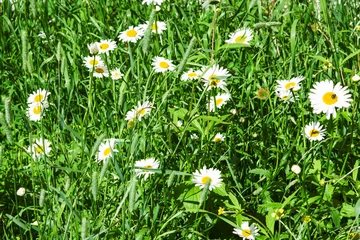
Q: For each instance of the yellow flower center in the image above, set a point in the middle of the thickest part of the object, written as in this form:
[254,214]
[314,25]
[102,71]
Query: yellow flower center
[104,46]
[246,232]
[205,179]
[314,133]
[131,33]
[330,98]
[240,39]
[164,64]
[107,151]
[290,85]
[37,110]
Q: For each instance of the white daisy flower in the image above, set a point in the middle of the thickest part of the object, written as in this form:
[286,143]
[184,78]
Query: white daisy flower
[39,148]
[241,36]
[106,150]
[246,231]
[93,61]
[157,27]
[214,77]
[190,75]
[161,64]
[220,100]
[39,97]
[201,177]
[218,138]
[100,71]
[116,74]
[314,131]
[132,34]
[143,109]
[35,111]
[293,83]
[325,97]
[105,46]
[150,163]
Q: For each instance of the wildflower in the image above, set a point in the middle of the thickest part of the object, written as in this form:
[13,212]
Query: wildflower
[214,77]
[116,74]
[91,61]
[132,34]
[218,138]
[325,97]
[314,131]
[39,148]
[241,36]
[156,27]
[246,231]
[150,163]
[106,150]
[204,175]
[296,169]
[161,64]
[292,84]
[105,46]
[190,75]
[278,213]
[220,100]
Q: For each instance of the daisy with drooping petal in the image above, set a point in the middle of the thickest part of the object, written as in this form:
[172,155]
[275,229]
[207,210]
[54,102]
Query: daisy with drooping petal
[214,77]
[190,75]
[241,36]
[91,61]
[100,71]
[246,231]
[325,97]
[150,163]
[314,131]
[39,148]
[220,100]
[39,97]
[105,46]
[132,34]
[201,177]
[293,83]
[116,74]
[106,150]
[161,64]
[218,138]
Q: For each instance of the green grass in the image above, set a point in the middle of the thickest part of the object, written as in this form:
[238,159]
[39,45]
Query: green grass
[73,197]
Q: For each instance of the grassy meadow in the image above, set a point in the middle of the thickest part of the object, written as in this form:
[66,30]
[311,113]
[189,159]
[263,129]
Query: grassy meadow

What you will do — Write out all the entries above again, replacing "thickest part" with "widest part" everywhere and leaving the rest unchanged. Leave the pictures out.

Answer for this exercise —
Q: For each instance of the yellow flower center in the image above, set a point in the middle of the widest part of the object, written as in this form:
[254,214]
[314,25]
[102,71]
Query: yellow flower center
[104,46]
[246,232]
[205,179]
[314,133]
[131,33]
[330,98]
[240,39]
[164,64]
[107,151]
[290,85]
[37,110]
Q: For each instance of the white daisy flower in the image above, set a point in the middle of the widest part of the object, written as in this form:
[286,143]
[184,78]
Query: white daisy flower
[39,148]
[241,36]
[106,150]
[246,231]
[93,61]
[157,27]
[214,77]
[190,75]
[161,64]
[220,100]
[39,97]
[201,177]
[218,138]
[100,71]
[116,74]
[314,131]
[132,34]
[143,109]
[35,111]
[293,83]
[325,97]
[105,46]
[150,163]
Q: For each instance of the wildflower in the image above, set a point in the middle of the widest part of the object, written as in this form:
[13,212]
Query: wildflower
[214,77]
[116,74]
[91,61]
[132,34]
[218,138]
[325,97]
[314,131]
[39,148]
[241,36]
[156,27]
[246,231]
[150,163]
[106,150]
[204,175]
[296,169]
[161,64]
[292,84]
[105,46]
[190,75]
[278,213]
[220,100]
Q: For each instance of the daisy with drooping petal in the image above, set a point in the middle of the widest part of the object, written as in this form:
[172,155]
[275,229]
[207,210]
[54,102]
Query: daisy with drooping petal
[214,77]
[190,75]
[241,36]
[91,61]
[100,71]
[246,231]
[325,97]
[150,163]
[314,131]
[39,148]
[220,100]
[39,97]
[105,46]
[132,34]
[201,177]
[293,83]
[116,74]
[106,150]
[161,64]
[218,138]
Q: For each instance of the green grass in the image above, set a point in the middle of the widest part of the object, written as in this form:
[238,159]
[39,45]
Query: green grass
[73,197]
Q: For each instance of the grassy meadow in the image above, set a point in the middle of the widest part of the object, written as in this form:
[66,30]
[311,113]
[189,159]
[263,129]
Query: grassy meadow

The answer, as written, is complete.